DATASET ROWS:
— start —

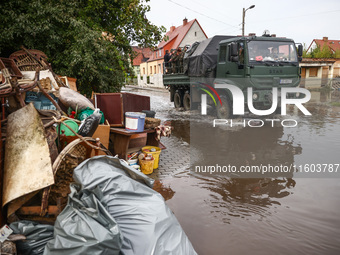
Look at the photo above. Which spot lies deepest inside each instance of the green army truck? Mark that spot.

— end —
— start —

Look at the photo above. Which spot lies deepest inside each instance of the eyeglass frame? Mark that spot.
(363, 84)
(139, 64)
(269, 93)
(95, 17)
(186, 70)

— end —

How many lines in the items above contain the string "photo"? Case counts. Reply with the number only.

TASK RESPONSE:
2